■ Directions for this task: Repeat each line exactly, leaving nothing out.
start Extracted data
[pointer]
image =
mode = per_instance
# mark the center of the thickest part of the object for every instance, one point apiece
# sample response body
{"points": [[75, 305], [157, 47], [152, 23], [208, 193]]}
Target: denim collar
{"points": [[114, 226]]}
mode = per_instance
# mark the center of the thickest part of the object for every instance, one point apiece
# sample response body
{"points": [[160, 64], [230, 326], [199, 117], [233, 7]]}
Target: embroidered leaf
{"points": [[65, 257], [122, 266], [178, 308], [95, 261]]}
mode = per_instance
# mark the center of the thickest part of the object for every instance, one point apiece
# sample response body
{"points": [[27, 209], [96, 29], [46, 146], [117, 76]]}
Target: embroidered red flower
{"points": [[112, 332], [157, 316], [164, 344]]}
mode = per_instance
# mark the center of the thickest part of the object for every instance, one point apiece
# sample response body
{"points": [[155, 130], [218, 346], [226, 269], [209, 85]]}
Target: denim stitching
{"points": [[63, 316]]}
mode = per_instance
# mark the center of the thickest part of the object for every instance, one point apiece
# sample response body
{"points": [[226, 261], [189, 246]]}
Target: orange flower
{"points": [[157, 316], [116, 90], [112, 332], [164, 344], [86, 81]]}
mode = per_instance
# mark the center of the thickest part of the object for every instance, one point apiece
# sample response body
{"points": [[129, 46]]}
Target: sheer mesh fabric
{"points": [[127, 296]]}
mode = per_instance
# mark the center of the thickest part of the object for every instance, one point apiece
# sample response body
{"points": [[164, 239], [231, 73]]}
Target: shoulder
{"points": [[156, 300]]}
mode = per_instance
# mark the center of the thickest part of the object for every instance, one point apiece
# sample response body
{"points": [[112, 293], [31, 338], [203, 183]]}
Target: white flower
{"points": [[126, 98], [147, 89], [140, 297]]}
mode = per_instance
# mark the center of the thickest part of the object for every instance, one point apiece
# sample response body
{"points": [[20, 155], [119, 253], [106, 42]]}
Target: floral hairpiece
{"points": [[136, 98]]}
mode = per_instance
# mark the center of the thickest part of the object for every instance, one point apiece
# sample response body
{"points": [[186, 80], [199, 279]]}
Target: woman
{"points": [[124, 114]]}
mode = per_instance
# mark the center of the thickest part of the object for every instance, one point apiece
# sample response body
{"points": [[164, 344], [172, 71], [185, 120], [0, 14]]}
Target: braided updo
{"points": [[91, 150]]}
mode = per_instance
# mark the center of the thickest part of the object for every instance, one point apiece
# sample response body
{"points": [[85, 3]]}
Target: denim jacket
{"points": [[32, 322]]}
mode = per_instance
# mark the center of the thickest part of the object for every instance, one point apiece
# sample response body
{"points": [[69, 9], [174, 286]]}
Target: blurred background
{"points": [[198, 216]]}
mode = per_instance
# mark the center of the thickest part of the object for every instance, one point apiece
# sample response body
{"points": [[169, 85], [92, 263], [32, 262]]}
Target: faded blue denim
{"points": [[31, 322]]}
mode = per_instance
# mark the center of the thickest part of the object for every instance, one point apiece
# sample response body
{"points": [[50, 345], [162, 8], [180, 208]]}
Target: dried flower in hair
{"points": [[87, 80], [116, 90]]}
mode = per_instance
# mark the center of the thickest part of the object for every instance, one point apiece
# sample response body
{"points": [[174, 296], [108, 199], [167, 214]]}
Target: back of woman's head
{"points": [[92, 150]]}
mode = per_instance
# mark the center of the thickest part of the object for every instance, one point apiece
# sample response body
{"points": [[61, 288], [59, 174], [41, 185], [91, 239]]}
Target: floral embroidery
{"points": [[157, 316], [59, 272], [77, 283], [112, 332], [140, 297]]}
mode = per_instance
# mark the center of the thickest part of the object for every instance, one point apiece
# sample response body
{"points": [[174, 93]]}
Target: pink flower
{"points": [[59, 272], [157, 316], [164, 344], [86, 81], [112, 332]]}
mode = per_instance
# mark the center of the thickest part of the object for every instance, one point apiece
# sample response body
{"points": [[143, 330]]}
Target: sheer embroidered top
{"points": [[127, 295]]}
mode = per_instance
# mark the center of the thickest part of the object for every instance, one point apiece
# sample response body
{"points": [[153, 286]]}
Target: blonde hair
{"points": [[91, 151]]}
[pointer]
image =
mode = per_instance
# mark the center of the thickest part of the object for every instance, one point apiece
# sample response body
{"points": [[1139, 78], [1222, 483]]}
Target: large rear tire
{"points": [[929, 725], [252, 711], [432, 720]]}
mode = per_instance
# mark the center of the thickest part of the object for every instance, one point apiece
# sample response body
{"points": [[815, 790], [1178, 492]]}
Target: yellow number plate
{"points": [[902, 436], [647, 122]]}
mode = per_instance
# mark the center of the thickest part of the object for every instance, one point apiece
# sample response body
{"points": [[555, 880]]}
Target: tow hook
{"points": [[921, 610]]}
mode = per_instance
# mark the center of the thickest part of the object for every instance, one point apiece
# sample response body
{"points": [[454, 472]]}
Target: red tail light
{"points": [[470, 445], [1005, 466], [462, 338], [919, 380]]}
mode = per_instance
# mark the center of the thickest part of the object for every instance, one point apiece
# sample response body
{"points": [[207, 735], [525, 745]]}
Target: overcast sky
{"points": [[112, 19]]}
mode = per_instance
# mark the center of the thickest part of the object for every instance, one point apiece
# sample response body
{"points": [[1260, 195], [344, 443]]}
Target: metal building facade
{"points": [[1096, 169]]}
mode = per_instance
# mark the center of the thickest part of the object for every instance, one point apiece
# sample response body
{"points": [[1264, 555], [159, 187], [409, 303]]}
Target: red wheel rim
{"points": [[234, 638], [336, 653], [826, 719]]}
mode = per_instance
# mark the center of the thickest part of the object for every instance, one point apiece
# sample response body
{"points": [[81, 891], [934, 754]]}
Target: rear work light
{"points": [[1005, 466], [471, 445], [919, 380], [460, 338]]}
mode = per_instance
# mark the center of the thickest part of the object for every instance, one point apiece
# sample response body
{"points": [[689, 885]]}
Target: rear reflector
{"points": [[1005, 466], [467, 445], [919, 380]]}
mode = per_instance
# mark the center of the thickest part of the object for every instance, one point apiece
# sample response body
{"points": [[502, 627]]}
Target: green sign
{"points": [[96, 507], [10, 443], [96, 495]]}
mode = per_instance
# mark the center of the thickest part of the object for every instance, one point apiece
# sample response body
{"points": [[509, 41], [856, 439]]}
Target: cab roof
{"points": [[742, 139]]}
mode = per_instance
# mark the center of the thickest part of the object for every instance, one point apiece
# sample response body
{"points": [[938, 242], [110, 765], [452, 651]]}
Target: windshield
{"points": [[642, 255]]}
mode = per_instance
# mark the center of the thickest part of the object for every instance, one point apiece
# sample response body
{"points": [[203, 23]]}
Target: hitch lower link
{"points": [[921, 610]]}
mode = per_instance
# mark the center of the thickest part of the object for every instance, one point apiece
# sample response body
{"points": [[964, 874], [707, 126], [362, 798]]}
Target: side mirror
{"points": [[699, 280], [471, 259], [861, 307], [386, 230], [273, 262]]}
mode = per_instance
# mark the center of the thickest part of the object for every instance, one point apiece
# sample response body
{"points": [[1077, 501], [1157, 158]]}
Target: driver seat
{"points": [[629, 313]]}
end Extracted data
■ Output below:
[pointer]
image =
mode = per_instance
# mark the center of the thickest part of the object for every instance, one point apiece
# sample response body
{"points": [[75, 305], [157, 47], [152, 23], [208, 193]]}
Target: denim collar
{"points": [[114, 226]]}
mode = per_instance
# mark the center of the thickest part of the object for every instance, one point apiece
# sample response body
{"points": [[160, 64], [230, 326], [199, 117], [233, 7]]}
Target: embroidered leaf
{"points": [[65, 257], [122, 266], [178, 308], [95, 261]]}
mode = per_instance
# mark the center of the thickest part of the object for every instance, one point apiece
# sample response body
{"points": [[27, 209], [96, 29], [46, 146], [117, 76]]}
Target: embroidered red flower
{"points": [[112, 332], [157, 316], [164, 344]]}
mode = per_instance
# mark the center of the thickest part of the object for every instance, one point apiece
# sample response body
{"points": [[155, 130], [218, 346], [226, 269], [209, 85]]}
Target: denim stitching
{"points": [[63, 316]]}
mode = per_instance
# mark the center of the thickest part of the object for every instance, one point apiece
# sample response body
{"points": [[226, 261], [189, 246]]}
Target: orange flower
{"points": [[157, 316], [116, 90], [112, 332], [164, 344], [86, 81]]}
mode = per_instance
# mark the center of the thickest part of the object for every instance, one point apiece
# sample response body
{"points": [[129, 46]]}
Target: sheer mesh fabric
{"points": [[127, 296]]}
mode = per_instance
# mark the center of the thickest part of the object for every instance, one point apiece
# sample response body
{"points": [[164, 239], [231, 73]]}
Target: shoulder
{"points": [[156, 300]]}
mode = per_instance
# mark the center of the thickest part of the object for every instance, one point apiece
# sample response body
{"points": [[112, 293], [31, 338], [203, 183]]}
Target: white flower
{"points": [[126, 98], [147, 89], [140, 297]]}
mode = per_instance
# mark the center of the thickest part of the object for every instance, one point apiece
# sample response body
{"points": [[20, 155], [119, 253], [106, 42]]}
Target: floral hairpiece
{"points": [[136, 98]]}
mode = per_instance
# mark the center of the thickest part of the object for every instance, one point apiece
# sample response body
{"points": [[186, 80], [199, 279]]}
Target: woman
{"points": [[124, 114]]}
mode = per_instance
# mark the center of the thickest part of the object for every instance, one point apiece
# sample response body
{"points": [[164, 344], [172, 71], [185, 120], [0, 14]]}
Target: braided updo
{"points": [[91, 150]]}
mode = per_instance
# mark the center of the thickest part of the object for every instance, one point apiece
# sample response body
{"points": [[85, 3]]}
Target: denim jacket
{"points": [[32, 322]]}
mode = per_instance
# mark the center of the thickest part of the object for every instance, one point apiece
# sample response body
{"points": [[69, 9], [174, 286]]}
Target: blurred background
{"points": [[198, 216]]}
mode = per_instance
# mark the center of the thickest part of the object for every instance, one point apiece
# sample response body
{"points": [[169, 85], [92, 263], [32, 262]]}
Target: faded blue denim
{"points": [[31, 322]]}
mode = per_instance
# mark the center of the thickest part of the object for every instance, one point apiece
# sample response body
{"points": [[50, 345], [162, 8], [180, 208]]}
Target: dried flower in hair
{"points": [[87, 80], [116, 90]]}
mode = per_instance
# mark the center of the thickest part of the object for every instance, one point apiece
# sample response body
{"points": [[174, 296], [108, 199], [167, 214]]}
Target: back of woman's head
{"points": [[92, 150]]}
mode = per_instance
# mark the center of the thickest part of the object for every instance, one point apiece
# sample response body
{"points": [[61, 288], [59, 174], [41, 185], [91, 239]]}
Target: floral embroidery
{"points": [[157, 316], [59, 272], [77, 283], [112, 332], [140, 297]]}
mode = per_instance
# mark the center of the thickest part of the object for every instance, one point apiece
# sample response body
{"points": [[174, 93]]}
Target: pink flower
{"points": [[59, 272], [157, 316], [164, 344], [86, 81], [112, 332]]}
mode = per_instance
# mark the center of the thickest part of the object for every instance, one point apiece
# sample response body
{"points": [[143, 330]]}
Target: sheer embroidered top
{"points": [[127, 295]]}
mode = per_instance
# mark the center of the thickest part of the object for every instance, one point apiece
# sample response body
{"points": [[153, 286]]}
Target: blonde hair
{"points": [[91, 151]]}
[pointer]
image =
mode = per_instance
# mark the center of the thickest part of the object for every instance, one point apiece
# sample response body
{"points": [[1139, 78], [1222, 483]]}
Target: large rear tire
{"points": [[929, 725], [252, 711], [432, 720]]}
mode = per_instance
# mark the center of the thickest part of the object for every instance, one point apiece
# sample response body
{"points": [[815, 790], [1178, 492]]}
Target: yellow number plate
{"points": [[902, 436], [647, 122]]}
mode = per_instance
# mark the center of the thickest part of the object for every instance, one point apiece
# sample response body
{"points": [[555, 880]]}
Target: tow hook
{"points": [[921, 610]]}
mode = per_instance
# mark the center of the thickest part of the object for every instance, one point apiece
# sample response body
{"points": [[454, 472]]}
Target: red tail light
{"points": [[470, 445], [1005, 466], [462, 338], [919, 380]]}
mode = per_instance
# mark the center of the thickest part of the object for every instance, one point apiece
# sample response body
{"points": [[207, 735], [525, 745]]}
Target: overcast sky
{"points": [[112, 19]]}
mode = per_instance
# mark the center of the thickest part of the object for every instance, one point apiece
# sample response body
{"points": [[1260, 195], [344, 443]]}
Target: metal building facade
{"points": [[1096, 169]]}
mode = per_instance
# mark the center of the thickest part of the object for every instance, one point apiece
# sample response body
{"points": [[1264, 555], [159, 187], [409, 303]]}
Target: red wheel rim
{"points": [[234, 638], [336, 653], [826, 719]]}
mode = per_instance
# mark the center of the thickest part of the object for every instance, one point apiece
# sample response body
{"points": [[81, 891], [934, 754]]}
Target: rear work light
{"points": [[1005, 466], [471, 445], [919, 380], [460, 338]]}
mode = per_instance
# mark the center of the thickest part of the object for every instance, one point apiece
# sample response body
{"points": [[689, 885]]}
Target: rear reflector
{"points": [[1005, 466], [467, 445], [919, 380]]}
mode = per_instance
# mark the center of the thickest part of the object for every instance, one point apiece
# sample response body
{"points": [[502, 627]]}
Target: green sign
{"points": [[96, 507], [10, 443], [96, 495]]}
mode = per_instance
# mark the center of the thickest part of the object for every instance, one point apiece
# sample response body
{"points": [[509, 41], [856, 439]]}
Target: cab roof
{"points": [[742, 139]]}
mode = per_instance
# mark the center of the thickest part of the object for every instance, one point apiece
# sample response body
{"points": [[938, 242], [110, 765], [452, 651]]}
Target: windshield
{"points": [[642, 255]]}
mode = per_instance
# mark the center of the thickest part of the object for every instance, one point apiece
# sample response body
{"points": [[203, 23]]}
Target: hitch lower link
{"points": [[921, 610]]}
mode = per_instance
# mark the center of the thickest part of the object for every instance, one point apiece
# sample response body
{"points": [[964, 874], [707, 126], [362, 798]]}
Target: side mirror
{"points": [[699, 280], [471, 259], [861, 307], [386, 230], [273, 262]]}
mode = per_instance
# mark the center of the thickest part of the object for every instance, one point apiece
# sample response body
{"points": [[1077, 501], [1157, 158]]}
Target: driver seat
{"points": [[629, 313]]}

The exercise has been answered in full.